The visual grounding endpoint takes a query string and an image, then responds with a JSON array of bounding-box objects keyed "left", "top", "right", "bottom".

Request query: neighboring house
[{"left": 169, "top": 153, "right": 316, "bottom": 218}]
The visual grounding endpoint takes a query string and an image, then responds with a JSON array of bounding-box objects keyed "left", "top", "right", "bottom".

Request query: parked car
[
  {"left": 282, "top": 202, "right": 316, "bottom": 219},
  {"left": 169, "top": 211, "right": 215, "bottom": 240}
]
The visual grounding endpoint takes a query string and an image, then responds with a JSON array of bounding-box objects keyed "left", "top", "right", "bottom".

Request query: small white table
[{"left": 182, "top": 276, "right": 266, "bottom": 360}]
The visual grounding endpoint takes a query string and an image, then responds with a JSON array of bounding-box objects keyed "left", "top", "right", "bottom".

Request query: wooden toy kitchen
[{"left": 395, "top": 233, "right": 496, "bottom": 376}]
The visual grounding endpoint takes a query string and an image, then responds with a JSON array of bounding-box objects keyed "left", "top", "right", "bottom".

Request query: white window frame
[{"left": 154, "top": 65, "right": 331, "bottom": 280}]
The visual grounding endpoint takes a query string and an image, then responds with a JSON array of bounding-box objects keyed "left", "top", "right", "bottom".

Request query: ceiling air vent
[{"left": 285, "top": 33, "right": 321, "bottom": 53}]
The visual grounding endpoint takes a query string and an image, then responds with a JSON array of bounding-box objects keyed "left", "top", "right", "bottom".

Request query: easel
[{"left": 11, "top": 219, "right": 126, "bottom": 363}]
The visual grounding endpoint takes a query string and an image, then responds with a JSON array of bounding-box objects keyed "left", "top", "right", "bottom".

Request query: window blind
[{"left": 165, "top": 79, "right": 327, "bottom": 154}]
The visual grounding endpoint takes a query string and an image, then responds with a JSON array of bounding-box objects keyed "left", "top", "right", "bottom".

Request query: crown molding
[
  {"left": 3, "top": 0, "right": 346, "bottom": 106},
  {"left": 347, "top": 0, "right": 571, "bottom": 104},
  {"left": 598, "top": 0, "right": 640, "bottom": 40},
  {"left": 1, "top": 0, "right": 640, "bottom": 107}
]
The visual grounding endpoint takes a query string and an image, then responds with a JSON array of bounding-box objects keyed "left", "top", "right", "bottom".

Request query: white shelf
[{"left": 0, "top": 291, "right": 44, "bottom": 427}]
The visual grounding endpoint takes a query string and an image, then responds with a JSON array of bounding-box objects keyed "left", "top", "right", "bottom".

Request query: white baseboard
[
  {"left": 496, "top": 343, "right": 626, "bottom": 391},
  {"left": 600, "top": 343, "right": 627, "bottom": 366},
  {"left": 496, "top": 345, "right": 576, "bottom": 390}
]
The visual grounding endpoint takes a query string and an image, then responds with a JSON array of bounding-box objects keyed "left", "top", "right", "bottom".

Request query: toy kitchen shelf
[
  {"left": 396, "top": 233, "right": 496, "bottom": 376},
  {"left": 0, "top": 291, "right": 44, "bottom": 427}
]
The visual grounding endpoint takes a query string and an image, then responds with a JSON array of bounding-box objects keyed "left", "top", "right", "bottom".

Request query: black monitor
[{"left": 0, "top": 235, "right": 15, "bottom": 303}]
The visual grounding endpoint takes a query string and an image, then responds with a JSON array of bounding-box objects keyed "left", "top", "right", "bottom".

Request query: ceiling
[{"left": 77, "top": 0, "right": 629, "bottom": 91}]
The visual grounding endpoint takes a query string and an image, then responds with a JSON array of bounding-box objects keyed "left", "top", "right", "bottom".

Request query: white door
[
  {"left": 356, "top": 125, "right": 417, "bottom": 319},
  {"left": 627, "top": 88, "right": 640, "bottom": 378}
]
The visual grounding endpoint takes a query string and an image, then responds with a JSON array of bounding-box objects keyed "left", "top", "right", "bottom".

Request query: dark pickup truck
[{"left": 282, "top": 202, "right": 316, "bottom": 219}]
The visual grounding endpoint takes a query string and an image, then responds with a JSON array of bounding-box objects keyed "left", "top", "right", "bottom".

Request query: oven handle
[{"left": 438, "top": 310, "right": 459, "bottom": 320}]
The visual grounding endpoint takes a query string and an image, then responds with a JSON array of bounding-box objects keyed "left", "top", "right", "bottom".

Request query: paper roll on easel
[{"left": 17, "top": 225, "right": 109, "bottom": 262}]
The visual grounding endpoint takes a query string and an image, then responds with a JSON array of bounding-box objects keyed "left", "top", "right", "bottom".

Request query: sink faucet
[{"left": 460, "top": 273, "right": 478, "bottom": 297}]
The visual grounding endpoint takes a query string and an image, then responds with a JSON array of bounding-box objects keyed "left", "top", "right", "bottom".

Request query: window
============================================================
Show each line of the listing above that contains the string "shelf". Case counts.

Request query: white shelf
Request query: toy kitchen shelf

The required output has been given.